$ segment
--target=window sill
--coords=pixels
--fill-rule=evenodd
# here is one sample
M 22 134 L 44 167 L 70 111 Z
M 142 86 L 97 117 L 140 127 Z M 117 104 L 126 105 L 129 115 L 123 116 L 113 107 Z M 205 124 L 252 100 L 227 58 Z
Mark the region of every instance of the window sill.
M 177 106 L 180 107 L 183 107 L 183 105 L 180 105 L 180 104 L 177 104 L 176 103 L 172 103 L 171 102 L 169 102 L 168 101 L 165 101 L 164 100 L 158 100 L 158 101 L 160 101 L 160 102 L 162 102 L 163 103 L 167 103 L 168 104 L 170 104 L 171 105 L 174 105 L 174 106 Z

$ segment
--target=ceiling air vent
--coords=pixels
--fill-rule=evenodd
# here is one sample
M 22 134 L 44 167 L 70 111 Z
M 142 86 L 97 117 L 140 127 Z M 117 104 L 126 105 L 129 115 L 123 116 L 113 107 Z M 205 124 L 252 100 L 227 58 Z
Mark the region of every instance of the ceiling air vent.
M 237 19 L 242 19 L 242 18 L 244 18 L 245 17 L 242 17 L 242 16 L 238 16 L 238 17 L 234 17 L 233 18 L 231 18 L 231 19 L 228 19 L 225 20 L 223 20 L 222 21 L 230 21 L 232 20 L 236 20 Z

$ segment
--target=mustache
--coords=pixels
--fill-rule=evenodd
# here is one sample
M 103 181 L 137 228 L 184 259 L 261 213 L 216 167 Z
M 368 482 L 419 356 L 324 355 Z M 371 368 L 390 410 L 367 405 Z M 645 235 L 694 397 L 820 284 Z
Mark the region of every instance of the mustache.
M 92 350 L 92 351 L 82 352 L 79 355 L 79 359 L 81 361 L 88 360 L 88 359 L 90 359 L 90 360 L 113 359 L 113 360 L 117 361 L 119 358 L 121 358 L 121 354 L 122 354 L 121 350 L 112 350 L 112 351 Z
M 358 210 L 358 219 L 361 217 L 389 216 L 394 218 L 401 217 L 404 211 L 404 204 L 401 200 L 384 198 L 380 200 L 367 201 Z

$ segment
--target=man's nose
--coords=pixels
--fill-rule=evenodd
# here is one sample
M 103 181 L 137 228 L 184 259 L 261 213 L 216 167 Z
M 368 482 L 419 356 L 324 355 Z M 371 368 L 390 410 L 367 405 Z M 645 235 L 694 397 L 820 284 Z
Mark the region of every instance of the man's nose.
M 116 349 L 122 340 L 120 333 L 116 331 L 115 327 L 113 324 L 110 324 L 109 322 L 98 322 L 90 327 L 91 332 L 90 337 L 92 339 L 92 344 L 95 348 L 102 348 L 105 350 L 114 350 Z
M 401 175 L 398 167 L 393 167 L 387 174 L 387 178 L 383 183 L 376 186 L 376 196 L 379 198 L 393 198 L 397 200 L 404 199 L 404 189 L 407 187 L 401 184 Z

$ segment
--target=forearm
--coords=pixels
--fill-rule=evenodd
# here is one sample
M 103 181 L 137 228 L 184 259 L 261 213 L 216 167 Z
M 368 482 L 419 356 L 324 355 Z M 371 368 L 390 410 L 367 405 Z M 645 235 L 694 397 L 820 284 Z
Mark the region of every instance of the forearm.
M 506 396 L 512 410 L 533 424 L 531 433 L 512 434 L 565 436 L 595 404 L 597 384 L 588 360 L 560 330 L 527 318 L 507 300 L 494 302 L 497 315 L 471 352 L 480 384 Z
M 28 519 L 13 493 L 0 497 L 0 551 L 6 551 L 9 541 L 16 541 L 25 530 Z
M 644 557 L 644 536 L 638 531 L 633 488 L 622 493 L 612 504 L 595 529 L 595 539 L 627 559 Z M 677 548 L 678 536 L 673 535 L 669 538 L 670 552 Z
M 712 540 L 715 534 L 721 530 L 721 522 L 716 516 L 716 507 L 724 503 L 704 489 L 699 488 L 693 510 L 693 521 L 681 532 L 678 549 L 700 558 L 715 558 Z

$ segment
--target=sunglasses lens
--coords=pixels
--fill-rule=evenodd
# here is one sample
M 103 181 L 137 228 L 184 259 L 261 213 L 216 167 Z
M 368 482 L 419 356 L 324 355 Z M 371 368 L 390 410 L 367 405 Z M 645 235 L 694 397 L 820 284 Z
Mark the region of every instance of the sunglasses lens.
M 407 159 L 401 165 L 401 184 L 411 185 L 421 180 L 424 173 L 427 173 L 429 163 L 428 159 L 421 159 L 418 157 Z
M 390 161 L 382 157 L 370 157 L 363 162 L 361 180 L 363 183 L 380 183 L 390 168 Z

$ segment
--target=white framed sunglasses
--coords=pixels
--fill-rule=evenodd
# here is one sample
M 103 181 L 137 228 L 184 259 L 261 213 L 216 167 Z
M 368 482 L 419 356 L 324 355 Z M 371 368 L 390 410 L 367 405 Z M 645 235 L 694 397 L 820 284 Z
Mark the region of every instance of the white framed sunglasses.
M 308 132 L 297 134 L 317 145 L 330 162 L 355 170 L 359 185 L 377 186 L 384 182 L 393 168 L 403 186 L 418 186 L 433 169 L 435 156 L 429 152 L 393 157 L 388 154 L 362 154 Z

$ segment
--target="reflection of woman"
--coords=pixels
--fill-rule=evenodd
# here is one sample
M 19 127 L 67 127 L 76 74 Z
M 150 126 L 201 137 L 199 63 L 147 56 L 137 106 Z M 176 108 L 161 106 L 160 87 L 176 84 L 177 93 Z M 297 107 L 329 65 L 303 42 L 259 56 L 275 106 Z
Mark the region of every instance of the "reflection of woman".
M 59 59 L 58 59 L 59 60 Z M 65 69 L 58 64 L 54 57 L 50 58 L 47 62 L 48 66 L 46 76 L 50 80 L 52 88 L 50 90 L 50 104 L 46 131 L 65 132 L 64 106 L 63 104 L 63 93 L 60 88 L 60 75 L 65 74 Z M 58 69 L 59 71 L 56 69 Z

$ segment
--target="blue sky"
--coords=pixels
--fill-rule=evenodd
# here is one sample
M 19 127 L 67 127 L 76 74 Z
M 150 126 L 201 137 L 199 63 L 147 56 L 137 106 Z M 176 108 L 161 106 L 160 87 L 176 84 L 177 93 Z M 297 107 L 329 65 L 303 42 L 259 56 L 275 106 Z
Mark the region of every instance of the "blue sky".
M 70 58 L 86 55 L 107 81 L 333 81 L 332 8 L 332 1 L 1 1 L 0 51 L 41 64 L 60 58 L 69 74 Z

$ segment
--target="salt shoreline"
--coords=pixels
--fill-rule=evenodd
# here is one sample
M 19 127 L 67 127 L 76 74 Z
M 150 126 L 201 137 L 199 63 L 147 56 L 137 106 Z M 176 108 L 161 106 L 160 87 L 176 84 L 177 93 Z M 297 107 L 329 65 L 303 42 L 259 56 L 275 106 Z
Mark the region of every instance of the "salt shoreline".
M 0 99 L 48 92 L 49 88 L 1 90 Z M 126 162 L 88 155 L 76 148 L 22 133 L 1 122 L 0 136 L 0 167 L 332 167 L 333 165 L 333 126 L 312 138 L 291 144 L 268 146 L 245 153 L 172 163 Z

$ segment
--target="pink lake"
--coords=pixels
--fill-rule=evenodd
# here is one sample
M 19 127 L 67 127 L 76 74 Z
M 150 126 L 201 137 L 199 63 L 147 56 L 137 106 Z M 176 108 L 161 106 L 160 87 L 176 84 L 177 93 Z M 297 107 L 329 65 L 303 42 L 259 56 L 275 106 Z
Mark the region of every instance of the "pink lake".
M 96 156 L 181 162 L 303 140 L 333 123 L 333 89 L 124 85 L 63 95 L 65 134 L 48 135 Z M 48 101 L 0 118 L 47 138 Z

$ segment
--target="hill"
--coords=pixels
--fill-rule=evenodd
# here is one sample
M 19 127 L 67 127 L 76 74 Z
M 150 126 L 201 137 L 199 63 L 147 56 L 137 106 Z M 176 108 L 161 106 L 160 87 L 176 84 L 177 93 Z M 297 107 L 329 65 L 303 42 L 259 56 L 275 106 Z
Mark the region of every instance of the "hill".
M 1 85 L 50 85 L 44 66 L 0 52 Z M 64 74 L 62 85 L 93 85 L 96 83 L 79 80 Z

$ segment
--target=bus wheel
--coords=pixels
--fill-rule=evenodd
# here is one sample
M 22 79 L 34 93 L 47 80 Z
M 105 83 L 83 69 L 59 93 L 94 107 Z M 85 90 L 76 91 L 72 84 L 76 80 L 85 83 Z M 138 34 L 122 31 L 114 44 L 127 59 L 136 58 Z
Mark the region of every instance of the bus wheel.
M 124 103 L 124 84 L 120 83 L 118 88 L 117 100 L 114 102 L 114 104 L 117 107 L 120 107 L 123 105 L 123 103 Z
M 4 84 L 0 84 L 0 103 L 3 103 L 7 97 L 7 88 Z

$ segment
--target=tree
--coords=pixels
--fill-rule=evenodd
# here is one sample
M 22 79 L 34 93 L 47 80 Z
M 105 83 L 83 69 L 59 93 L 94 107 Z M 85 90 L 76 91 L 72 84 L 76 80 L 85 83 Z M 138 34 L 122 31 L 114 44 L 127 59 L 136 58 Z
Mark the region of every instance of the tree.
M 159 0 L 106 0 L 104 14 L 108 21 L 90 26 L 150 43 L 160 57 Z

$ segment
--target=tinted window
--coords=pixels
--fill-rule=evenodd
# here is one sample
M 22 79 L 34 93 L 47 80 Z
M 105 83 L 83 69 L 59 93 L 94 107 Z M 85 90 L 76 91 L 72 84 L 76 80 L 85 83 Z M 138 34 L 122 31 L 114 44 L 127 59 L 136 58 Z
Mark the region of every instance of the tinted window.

#####

• WORK REQUIRED
Please extract the entries verbatim, from the beginning of the entries through the line containing "M 237 19 L 242", including that line.

• CORRECT RESPONSE
$ segment
--target=window sill
--coords=pixels
--fill-rule=evenodd
# here is one sample
M 22 134 L 44 167 L 70 111 Z
M 142 86 L 97 117 L 140 127 Z M 117 104 L 126 105 L 129 115 L 123 116 L 113 107 Z M 205 124 L 252 100 L 227 58 Z
Mark the region of every instance of the window sill.
M 177 106 L 180 107 L 183 107 L 183 105 L 180 105 L 180 104 L 177 104 L 176 103 L 172 103 L 171 102 L 169 102 L 168 101 L 165 101 L 164 100 L 158 100 L 158 101 L 160 101 L 160 102 L 162 102 L 163 103 L 167 103 L 168 104 L 170 104 L 171 105 L 174 105 L 174 106 Z

$ segment
--target=ceiling air vent
--coords=pixels
--fill-rule=evenodd
# here is one sample
M 22 134 L 44 167 L 70 111 Z
M 142 86 L 97 117 L 140 127 Z M 117 104 L 126 105 L 129 115 L 123 116 L 113 107 Z M 205 124 L 252 100 L 227 58 Z
Mark the region of every instance of the ceiling air vent.
M 237 19 L 242 19 L 242 18 L 244 18 L 245 17 L 242 17 L 242 16 L 238 16 L 238 17 L 234 17 L 233 18 L 231 18 L 231 19 L 228 19 L 225 20 L 223 20 L 222 21 L 230 21 L 232 20 L 236 20 Z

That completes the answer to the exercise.